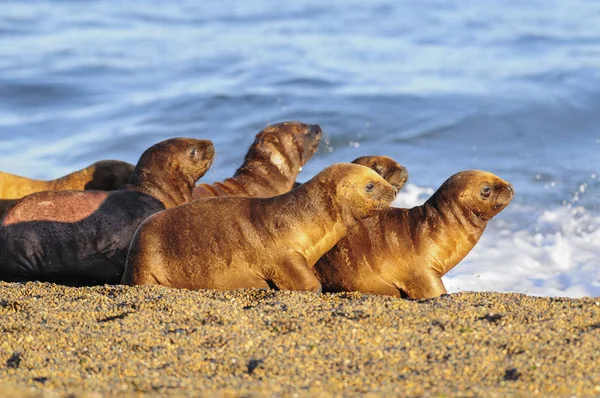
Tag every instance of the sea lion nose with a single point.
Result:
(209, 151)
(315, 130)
§
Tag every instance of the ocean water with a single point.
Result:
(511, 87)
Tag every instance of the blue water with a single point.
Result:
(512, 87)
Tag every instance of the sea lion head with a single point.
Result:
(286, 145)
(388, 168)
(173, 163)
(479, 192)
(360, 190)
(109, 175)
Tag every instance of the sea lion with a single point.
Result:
§
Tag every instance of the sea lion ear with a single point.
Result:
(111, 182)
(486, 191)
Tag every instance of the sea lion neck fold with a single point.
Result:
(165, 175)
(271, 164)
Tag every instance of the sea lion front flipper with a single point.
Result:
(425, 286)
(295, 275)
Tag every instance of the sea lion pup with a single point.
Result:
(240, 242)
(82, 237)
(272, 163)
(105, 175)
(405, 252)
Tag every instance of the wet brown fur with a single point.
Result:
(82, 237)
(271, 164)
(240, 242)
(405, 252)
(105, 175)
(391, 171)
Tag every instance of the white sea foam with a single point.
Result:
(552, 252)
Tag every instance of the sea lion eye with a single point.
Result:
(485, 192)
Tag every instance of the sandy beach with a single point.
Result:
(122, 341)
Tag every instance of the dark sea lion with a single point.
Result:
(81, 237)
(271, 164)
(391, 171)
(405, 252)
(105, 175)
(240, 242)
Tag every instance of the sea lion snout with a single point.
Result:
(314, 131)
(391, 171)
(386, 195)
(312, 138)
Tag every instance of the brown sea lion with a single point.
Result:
§
• _Assignment_: Report each line in the entries where the string "brown" occurs.

• _Exercise solution_:
Tag every instance of the wet brown fur with a single point.
Tag every instance of the brown sea lion with a single point.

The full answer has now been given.